BRIEF: Reproduce the listing exactly, with no pictures in your copy.

RECORDS FOR THE TASK:
★ ★ ★ ★
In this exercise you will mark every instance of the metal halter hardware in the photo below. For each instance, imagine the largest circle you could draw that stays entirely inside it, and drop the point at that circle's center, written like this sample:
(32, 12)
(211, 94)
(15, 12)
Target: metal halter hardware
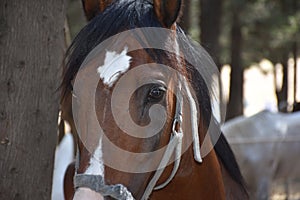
(120, 192)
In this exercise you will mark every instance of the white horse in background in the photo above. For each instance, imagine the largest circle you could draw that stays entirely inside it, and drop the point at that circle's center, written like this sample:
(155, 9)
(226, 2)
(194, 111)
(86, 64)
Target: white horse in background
(267, 148)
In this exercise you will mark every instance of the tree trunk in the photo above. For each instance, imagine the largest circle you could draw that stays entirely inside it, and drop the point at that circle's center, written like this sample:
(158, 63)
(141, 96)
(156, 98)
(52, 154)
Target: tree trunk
(210, 24)
(185, 20)
(282, 93)
(31, 53)
(235, 104)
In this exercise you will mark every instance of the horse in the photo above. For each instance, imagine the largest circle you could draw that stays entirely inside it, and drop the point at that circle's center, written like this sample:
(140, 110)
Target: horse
(266, 146)
(123, 87)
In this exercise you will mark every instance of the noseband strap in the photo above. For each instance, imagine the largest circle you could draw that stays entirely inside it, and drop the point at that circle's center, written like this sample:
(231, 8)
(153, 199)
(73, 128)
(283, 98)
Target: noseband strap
(120, 192)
★ ★ ★ ★
ANSWER IN FULL:
In this exercise you will mark every instance of the metal halter hardware in the photo below. For each instance, imagine the largest circle you could draw that stays entirely inside it, and drop the point at that circle's center, written like this sample:
(32, 12)
(211, 94)
(15, 12)
Target: metal halter hardware
(120, 192)
In this exercise you will mark every instance of the white horse in background in the photo above. For each instance, imagine the largest circle you could draw that stays entirely inside it, and drop the point at that circle's center, written like this sample:
(155, 9)
(226, 2)
(194, 111)
(86, 64)
Target: white horse in background
(267, 148)
In this exercise you will mark every instance of the tree trunk in the photo above. For each instance, imagine the largest circle you could draw that stays entirely inside it, and drop the point at that circle's center, written like this sample:
(158, 63)
(141, 96)
(156, 98)
(52, 154)
Target: tree trunk
(210, 24)
(185, 20)
(282, 93)
(31, 53)
(235, 104)
In this exercise you will mark every instance of the horse in the photo above. For each instance, imagine the largest circle you could draw that stays entirely inside it, and drop the point at that circle's center, written like this sample:
(140, 110)
Target: horse
(266, 146)
(123, 87)
In this exercise you will mark every instance of the noseband strap in the photo above. For each instance, imagine the largest circle you could draw that stays entirely inside it, and drop the point at that circle's center, written like this sample:
(231, 8)
(153, 199)
(73, 128)
(283, 98)
Target: noseband strap
(120, 192)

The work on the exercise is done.